*Requests*
• a. Can you output the passage of the spell components thread between "All my own opinion, of" and "playing the Wizard.", inclusive?
• b. Does each of these statements agree with the spell components thread? Answer yes or no for each and quote the words of the thread that decide it. (i) Person_Man says the casting implement must be something the caster holds, not something worn. (ii) Answerer says the problem with tracking material components is one of balance. (iii) The material component for True Seeing is described as a 250gp mixture.

**** Document section

But yeah, realizing that you might just need arrows to shoot with a bow is somewhat more intuitive than realizing that you need a 250gp fat mixture to rub into your eyes to cast True Seeing. That little "M" superscript is easy to miss or forget, and as far as I remember, it's not even consistently present in all spells that require expensive material components.

So basically I want to houserule the components away because I think they're annoying (either because they require tracking, or because they are stupid MacGyver jokes).

Person_Man
2012-08-03, 09:08 AM
Well, you could go the Harry Potter route and require that every caster have an implement that they use to cast. This can be a wand, a holy symbol, a weapon, a shield, or whatever the PC wants. But it must be something that they hold (not wear). If you want to go for a further nerf on casters, you could say that they can only have 1 valid implement at a time, and that they have to focus on a new one for a minute in order to get it to function, or make implements themselves rare and/or expensive and/or limited in some other way.

Either way, that way casters can still be "disarmed" from their magic and put in realistic peril when imprisoned, but not more seriously then any other class which requires a weapon to be useful.

Slipperychicken
2012-08-03, 11:34 AM
DM: You have to track spell components and I'll target your spellbook and component pouch. :smallamused:

[I take Eschew Materials, Eidetic Spellcaster ACF, Collegiate Wizard, and Domain Wizard]

Me: Problem? :smallbiggrin:

DM: :smallfurious:

Zeful
2012-08-03, 11:57 AM
DM: You have to track spell components and I'll target your spellbook and component pouch. :smallamused:

[I take Eschew Materials, Eidetic Spellcaster ACF, Collegiate Wizard, and Domain Wizard]

Me: Problem? :smallbiggrin:

DM: :smallfurious:

Me As DM: Collegiate Wizard and Domain Wizard were on the list of banned material, as were pretty much every Wizard/Cleric/Druid ACF, so why'd you think that would fly?

Answerer
2012-08-03, 12:28 PM
Tracking individual material components would make me walk away from a game permanently. The mere suggestion that trivial material components should be important for anything would make me strongly doubt a DM's skill and knowledge.

This is not about balance. A Wizard can keep track of things and be just as powerful, or take Eschew Material Components and be done with it. Balance has nothing to do with it.

It's about accounting. That's not a game, that's a chore. I don't play games so that I can do chores. It's not fun, it's not interesting, and almost anything would be a better use of my time.

All my own opinion, of course. I realize people have stated a preference for it. But I notice a disturbing trend among these that seem to suggest that someone else is playing the Wizard.

Slipperychicken
2012-08-03, 01:15 PM
Tracking individual material components would make me walk away from a game permanently. The mere suggestion that trivial material components should be important for anything would make me strongly doubt a DM's skill and knowledge.

This is not about balance. A Wizard can keep track of things and be just as powerful, or take Eschew Material Components and be done with it. Balance has nothing to do with it.

It's about accounting. That's not a game, that's a chore. I don't play games so that I can do chores. It's not fun, it's not interesting, and almost anything would be a better use of my time.

********
**** Data entries

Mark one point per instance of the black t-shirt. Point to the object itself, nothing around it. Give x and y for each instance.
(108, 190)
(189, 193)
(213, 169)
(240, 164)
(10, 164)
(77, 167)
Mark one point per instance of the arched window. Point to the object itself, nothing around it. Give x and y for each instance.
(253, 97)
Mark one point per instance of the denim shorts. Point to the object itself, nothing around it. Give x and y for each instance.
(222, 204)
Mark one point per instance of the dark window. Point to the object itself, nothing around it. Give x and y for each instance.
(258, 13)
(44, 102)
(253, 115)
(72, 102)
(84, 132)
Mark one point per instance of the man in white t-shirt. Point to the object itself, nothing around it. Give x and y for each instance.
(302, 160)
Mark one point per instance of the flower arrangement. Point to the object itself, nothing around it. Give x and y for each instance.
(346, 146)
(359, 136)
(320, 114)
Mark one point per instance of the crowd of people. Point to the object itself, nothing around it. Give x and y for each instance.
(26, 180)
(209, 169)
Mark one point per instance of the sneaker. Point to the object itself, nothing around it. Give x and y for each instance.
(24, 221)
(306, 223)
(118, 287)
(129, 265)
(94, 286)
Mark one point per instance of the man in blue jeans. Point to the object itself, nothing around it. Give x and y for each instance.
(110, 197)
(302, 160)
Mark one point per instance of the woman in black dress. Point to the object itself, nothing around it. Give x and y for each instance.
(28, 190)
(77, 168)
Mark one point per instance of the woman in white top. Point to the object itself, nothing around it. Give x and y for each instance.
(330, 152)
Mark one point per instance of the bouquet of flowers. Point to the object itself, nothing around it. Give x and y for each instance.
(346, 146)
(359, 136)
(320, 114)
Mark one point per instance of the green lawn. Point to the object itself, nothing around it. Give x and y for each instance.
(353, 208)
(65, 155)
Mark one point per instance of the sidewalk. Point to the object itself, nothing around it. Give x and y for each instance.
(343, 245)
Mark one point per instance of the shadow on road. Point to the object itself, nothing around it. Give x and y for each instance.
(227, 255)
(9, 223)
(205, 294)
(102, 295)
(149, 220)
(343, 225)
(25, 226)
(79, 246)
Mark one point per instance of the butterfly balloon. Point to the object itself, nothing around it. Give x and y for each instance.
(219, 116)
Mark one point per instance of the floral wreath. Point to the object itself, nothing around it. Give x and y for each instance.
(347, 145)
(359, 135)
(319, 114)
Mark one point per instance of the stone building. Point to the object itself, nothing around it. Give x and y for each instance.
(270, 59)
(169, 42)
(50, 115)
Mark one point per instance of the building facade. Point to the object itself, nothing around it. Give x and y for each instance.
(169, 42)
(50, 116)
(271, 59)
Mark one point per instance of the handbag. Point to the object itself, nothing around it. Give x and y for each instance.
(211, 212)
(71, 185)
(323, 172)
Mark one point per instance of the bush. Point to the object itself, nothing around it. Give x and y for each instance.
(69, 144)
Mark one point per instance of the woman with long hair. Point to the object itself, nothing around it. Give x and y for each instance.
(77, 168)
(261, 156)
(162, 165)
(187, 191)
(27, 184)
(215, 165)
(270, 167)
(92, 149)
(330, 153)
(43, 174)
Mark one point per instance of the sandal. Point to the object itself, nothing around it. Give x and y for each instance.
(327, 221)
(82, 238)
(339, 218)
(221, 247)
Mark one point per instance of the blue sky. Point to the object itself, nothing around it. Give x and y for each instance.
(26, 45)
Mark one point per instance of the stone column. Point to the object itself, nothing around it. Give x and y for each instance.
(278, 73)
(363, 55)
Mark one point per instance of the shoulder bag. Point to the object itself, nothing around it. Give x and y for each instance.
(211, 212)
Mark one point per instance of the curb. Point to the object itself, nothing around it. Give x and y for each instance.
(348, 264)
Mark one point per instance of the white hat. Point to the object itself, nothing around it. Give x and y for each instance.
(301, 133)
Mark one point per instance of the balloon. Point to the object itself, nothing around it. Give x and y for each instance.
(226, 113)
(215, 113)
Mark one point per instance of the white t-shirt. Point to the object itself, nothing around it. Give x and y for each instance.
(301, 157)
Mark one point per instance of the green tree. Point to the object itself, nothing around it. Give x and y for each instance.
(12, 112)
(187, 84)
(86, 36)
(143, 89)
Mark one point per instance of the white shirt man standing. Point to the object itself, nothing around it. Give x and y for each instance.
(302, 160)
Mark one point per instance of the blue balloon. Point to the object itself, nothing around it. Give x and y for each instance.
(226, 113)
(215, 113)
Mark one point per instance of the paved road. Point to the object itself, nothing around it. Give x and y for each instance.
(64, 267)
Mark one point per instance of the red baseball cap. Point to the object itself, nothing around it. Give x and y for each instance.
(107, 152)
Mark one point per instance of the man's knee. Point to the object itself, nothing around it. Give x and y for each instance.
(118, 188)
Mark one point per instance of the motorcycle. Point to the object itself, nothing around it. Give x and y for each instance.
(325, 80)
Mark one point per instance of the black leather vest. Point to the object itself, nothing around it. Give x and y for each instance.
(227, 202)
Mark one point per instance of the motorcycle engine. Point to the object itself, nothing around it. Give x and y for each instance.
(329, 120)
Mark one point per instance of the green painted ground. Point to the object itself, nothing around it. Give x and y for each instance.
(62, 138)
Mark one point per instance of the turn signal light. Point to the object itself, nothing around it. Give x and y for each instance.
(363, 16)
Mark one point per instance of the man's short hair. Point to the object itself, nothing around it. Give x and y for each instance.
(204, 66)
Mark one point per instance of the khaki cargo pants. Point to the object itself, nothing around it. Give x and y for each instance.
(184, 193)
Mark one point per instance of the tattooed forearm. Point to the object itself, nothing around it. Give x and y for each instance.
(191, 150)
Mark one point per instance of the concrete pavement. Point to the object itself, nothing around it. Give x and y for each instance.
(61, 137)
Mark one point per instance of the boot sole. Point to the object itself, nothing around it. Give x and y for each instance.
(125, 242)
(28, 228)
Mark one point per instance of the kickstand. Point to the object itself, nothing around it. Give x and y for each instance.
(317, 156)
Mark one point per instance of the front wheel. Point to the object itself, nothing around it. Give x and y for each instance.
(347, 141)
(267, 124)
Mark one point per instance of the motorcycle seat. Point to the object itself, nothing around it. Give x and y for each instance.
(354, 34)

********

*Task-by-task results*
• a.
All my own opinion, of course. I realize people have stated a preference for it. But I notice a disturbing trend among these that seem to suggest that someone else is playing the Wizard.

• b.
(i) Yes: "But it must be something that they hold (not wear)."
(ii) No: "This is not about balance."
(iii) Yes: "a 250gp fat mixture to rub into your eyes to cast True Seeing"